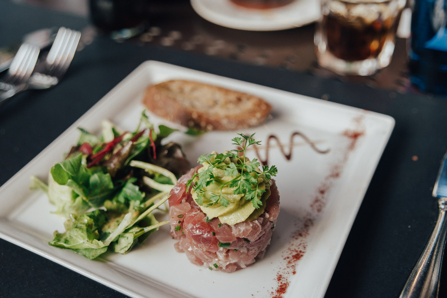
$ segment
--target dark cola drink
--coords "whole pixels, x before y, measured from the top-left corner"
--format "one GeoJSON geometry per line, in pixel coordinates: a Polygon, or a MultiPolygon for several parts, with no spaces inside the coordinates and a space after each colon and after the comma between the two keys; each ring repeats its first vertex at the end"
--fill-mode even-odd
{"type": "Polygon", "coordinates": [[[290,4],[295,0],[230,0],[240,6],[255,9],[269,9],[290,4]]]}
{"type": "Polygon", "coordinates": [[[367,76],[389,64],[405,0],[325,0],[315,41],[322,66],[367,76]]]}
{"type": "Polygon", "coordinates": [[[112,37],[126,38],[142,32],[148,25],[148,0],[90,0],[90,18],[112,37]]]}

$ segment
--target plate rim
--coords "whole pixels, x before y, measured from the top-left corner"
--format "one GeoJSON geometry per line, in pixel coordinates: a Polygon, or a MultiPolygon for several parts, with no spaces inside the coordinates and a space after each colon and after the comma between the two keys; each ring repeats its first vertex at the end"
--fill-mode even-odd
{"type": "MultiPolygon", "coordinates": [[[[203,3],[204,1],[207,0],[190,0],[191,5],[192,6],[193,9],[194,9],[198,14],[207,21],[213,24],[232,29],[254,31],[271,31],[287,30],[308,25],[316,21],[320,17],[319,14],[318,17],[315,16],[312,17],[309,17],[308,16],[304,21],[298,21],[297,19],[293,23],[281,23],[275,21],[266,21],[263,24],[260,24],[259,22],[253,23],[249,20],[246,19],[238,19],[237,20],[236,20],[236,21],[235,21],[235,19],[232,19],[226,15],[221,13],[220,12],[215,11],[209,9],[206,5],[204,5],[203,3]]],[[[228,1],[228,0],[214,0],[228,1]]]]}

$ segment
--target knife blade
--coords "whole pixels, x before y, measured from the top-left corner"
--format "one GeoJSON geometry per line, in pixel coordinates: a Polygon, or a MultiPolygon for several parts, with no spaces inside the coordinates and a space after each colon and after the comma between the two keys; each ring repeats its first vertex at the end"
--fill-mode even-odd
{"type": "Polygon", "coordinates": [[[55,27],[37,30],[25,35],[21,42],[0,48],[0,73],[9,67],[21,43],[26,42],[36,46],[41,50],[44,50],[53,43],[57,32],[57,28],[55,27]]]}
{"type": "Polygon", "coordinates": [[[433,196],[435,197],[447,197],[447,153],[444,155],[433,187],[433,196]]]}
{"type": "Polygon", "coordinates": [[[438,297],[443,255],[447,235],[447,152],[443,159],[432,195],[438,198],[438,220],[399,298],[438,297]]]}

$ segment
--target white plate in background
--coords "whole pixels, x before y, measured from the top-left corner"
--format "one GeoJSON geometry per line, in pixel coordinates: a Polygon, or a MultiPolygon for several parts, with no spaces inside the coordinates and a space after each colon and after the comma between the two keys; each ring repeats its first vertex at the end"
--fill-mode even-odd
{"type": "MultiPolygon", "coordinates": [[[[184,130],[153,115],[150,119],[184,130]]],[[[277,297],[321,298],[394,124],[388,116],[147,61],[0,188],[0,237],[132,297],[265,298],[280,291],[283,283],[288,285],[287,292],[277,297]],[[257,127],[198,137],[180,132],[169,136],[182,145],[193,164],[202,154],[233,148],[231,139],[239,132],[256,133],[256,139],[263,143],[259,150],[261,159],[270,135],[275,135],[285,146],[286,155],[291,148],[288,160],[277,143],[270,143],[269,164],[279,170],[275,179],[281,210],[264,258],[231,273],[210,271],[175,251],[176,241],[166,226],[127,255],[107,253],[97,260],[49,246],[53,232],[63,231],[64,219],[50,213],[55,208],[46,195],[28,189],[30,176],[46,180],[50,168],[77,142],[77,127],[99,132],[101,120],[107,118],[134,130],[144,109],[141,101],[146,86],[175,79],[252,93],[273,106],[271,117],[257,127]],[[300,135],[289,147],[291,136],[296,132],[315,148],[300,135]]],[[[249,155],[254,157],[254,151],[249,155]]]]}
{"type": "Polygon", "coordinates": [[[290,29],[320,18],[320,1],[295,0],[281,7],[268,9],[246,8],[230,0],[191,0],[191,5],[205,20],[221,26],[250,31],[290,29]]]}

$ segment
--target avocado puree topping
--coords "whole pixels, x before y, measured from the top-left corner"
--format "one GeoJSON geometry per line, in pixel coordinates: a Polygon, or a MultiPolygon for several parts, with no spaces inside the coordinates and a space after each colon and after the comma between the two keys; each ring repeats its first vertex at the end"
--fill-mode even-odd
{"type": "MultiPolygon", "coordinates": [[[[209,159],[202,163],[203,166],[198,172],[200,173],[207,170],[207,175],[210,179],[206,183],[201,185],[205,186],[199,192],[194,189],[192,193],[194,200],[209,218],[218,217],[222,223],[232,225],[245,220],[255,219],[264,212],[267,199],[270,195],[269,189],[271,182],[265,179],[265,175],[262,174],[262,172],[257,167],[254,168],[254,171],[249,172],[246,168],[242,169],[245,176],[248,176],[247,175],[249,174],[253,177],[249,177],[250,182],[248,187],[251,185],[252,190],[257,190],[256,196],[260,201],[260,204],[258,203],[255,207],[255,204],[251,199],[247,199],[246,193],[240,193],[238,191],[240,189],[239,185],[231,187],[235,184],[232,182],[238,180],[241,175],[240,172],[232,171],[231,169],[235,164],[242,164],[240,159],[243,160],[243,158],[235,158],[234,156],[227,156],[230,155],[228,153],[225,151],[221,155],[218,155],[215,151],[213,151],[208,155],[209,159]],[[216,163],[216,157],[218,159],[222,156],[225,158],[221,162],[216,163]],[[210,166],[211,168],[208,169],[210,166]],[[200,194],[198,194],[198,192],[200,194]]],[[[250,164],[249,159],[245,158],[243,164],[247,165],[249,169],[250,169],[250,164]]],[[[198,175],[194,178],[196,184],[199,182],[199,176],[198,175]]]]}

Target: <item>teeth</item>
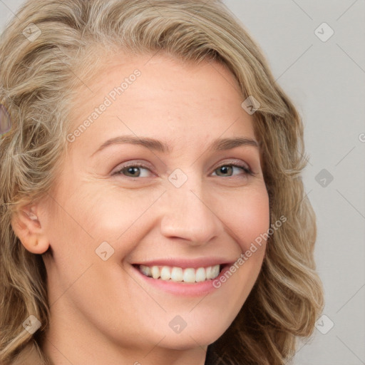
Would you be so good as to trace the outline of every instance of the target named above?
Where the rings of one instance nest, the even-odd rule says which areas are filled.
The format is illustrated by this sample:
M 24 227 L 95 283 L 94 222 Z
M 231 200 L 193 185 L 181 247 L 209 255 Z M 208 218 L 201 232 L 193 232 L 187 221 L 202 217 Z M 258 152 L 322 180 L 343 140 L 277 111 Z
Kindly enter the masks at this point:
M 220 274 L 220 265 L 199 267 L 197 269 L 170 267 L 169 266 L 145 266 L 139 265 L 140 271 L 146 277 L 165 281 L 200 282 L 215 279 Z

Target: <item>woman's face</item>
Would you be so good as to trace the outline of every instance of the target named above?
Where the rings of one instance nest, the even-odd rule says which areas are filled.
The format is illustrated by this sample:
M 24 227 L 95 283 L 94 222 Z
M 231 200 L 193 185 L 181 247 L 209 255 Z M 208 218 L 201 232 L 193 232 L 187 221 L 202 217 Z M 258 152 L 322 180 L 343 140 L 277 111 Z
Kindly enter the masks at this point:
M 225 282 L 218 277 L 218 288 L 207 275 L 222 275 L 269 225 L 242 101 L 219 63 L 161 55 L 115 56 L 81 90 L 69 153 L 38 210 L 60 351 L 68 342 L 85 351 L 187 349 L 232 323 L 264 242 Z M 62 331 L 68 335 L 58 337 Z

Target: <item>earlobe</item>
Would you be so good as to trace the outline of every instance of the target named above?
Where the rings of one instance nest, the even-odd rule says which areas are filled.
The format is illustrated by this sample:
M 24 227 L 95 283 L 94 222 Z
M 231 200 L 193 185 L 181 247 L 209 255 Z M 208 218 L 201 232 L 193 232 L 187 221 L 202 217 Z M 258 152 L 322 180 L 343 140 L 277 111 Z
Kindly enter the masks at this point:
M 28 251 L 43 254 L 48 249 L 49 243 L 37 216 L 36 207 L 24 207 L 16 210 L 11 218 L 11 227 Z

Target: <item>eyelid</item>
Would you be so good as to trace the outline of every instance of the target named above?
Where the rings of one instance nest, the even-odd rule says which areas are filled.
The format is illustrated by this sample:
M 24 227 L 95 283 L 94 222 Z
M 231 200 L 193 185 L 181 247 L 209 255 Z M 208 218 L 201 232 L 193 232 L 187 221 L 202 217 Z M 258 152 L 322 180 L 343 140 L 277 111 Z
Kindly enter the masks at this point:
M 151 168 L 150 164 L 145 163 L 145 162 L 138 161 L 138 160 L 125 162 L 125 163 L 120 164 L 120 168 L 118 168 L 118 169 L 115 172 L 112 173 L 112 174 L 111 174 L 112 175 L 122 175 L 121 171 L 124 169 L 129 168 L 129 167 L 145 168 L 145 169 L 148 170 L 151 173 L 155 175 L 155 173 L 153 172 L 153 169 Z M 252 176 L 255 176 L 256 175 L 257 175 L 257 173 L 255 173 L 252 170 L 252 168 L 250 167 L 250 165 L 247 163 L 245 163 L 241 160 L 237 160 L 237 159 L 233 159 L 233 160 L 230 160 L 228 161 L 222 161 L 222 162 L 218 163 L 218 165 L 217 165 L 216 167 L 213 169 L 212 173 L 215 173 L 215 170 L 217 170 L 217 168 L 220 168 L 222 166 L 226 166 L 226 165 L 232 165 L 234 167 L 242 168 L 246 174 L 251 175 Z M 141 178 L 138 178 L 138 177 L 133 178 L 131 176 L 125 176 L 125 177 L 129 178 L 130 179 L 133 179 L 133 178 L 140 179 Z M 229 176 L 228 178 L 233 178 L 233 176 Z

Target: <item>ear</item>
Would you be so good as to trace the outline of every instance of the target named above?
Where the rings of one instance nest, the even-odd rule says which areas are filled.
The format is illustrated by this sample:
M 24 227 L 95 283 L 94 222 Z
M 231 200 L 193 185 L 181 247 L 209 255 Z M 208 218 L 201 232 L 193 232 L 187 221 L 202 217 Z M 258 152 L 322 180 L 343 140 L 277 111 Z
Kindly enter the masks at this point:
M 25 206 L 14 212 L 11 227 L 28 251 L 43 254 L 48 249 L 49 242 L 39 222 L 36 205 Z

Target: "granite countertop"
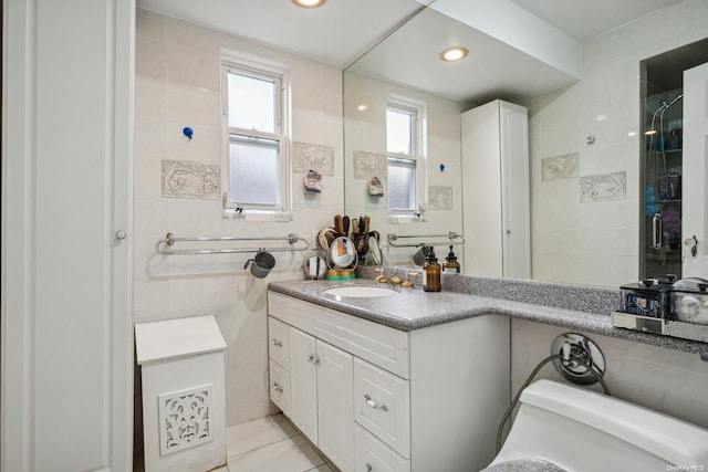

# Work to complete:
Please retype, exactly, the lines of the records starting at the line that contains "Target: <item>woman's face</item>" and ending at the line that contains "M 28 251 L 43", with both of those lines included.

# Answer to this task:
Target: <item>woman's face</item>
Would you be so good as to trace the outline of every instance of the target named above?
Where the rings of one instance nest, the even-odd rule says which areas are filled.
The format is illustrated by this sample:
M 24 227 L 95 283 L 94 222 Z
M 231 200 L 193 185 L 181 247 L 209 255 Z M 208 218 L 201 232 L 193 232 L 187 221 L 202 217 Z M 258 152 L 322 180 L 343 140 L 277 111 Z
Kindly enter the masks at this point:
M 225 282 L 218 277 L 218 288 L 207 275 L 222 275 L 269 225 L 242 101 L 219 63 L 161 55 L 115 56 L 81 90 L 69 153 L 38 210 L 60 351 L 68 342 L 85 351 L 187 349 L 232 323 L 264 242 Z M 62 331 L 68 335 L 58 337 Z

Target: <item>earlobe</item>
Would you be so good as to trace the outline of every instance of the target named above?
Where the rings of one instance nest, the even-odd rule says which areas are filled.
The format is illustrated by this sample:
M 24 227 L 95 283 L 94 222 Z
M 231 200 L 193 185 L 181 247 L 209 255 Z M 208 218 L 201 232 L 193 232 L 187 221 L 202 217 Z M 258 152 L 322 180 L 343 140 L 277 111 Z
Kindly enter the masks at this point:
M 28 251 L 43 254 L 48 249 L 49 243 L 37 216 L 36 207 L 24 207 L 16 210 L 11 218 L 11 227 Z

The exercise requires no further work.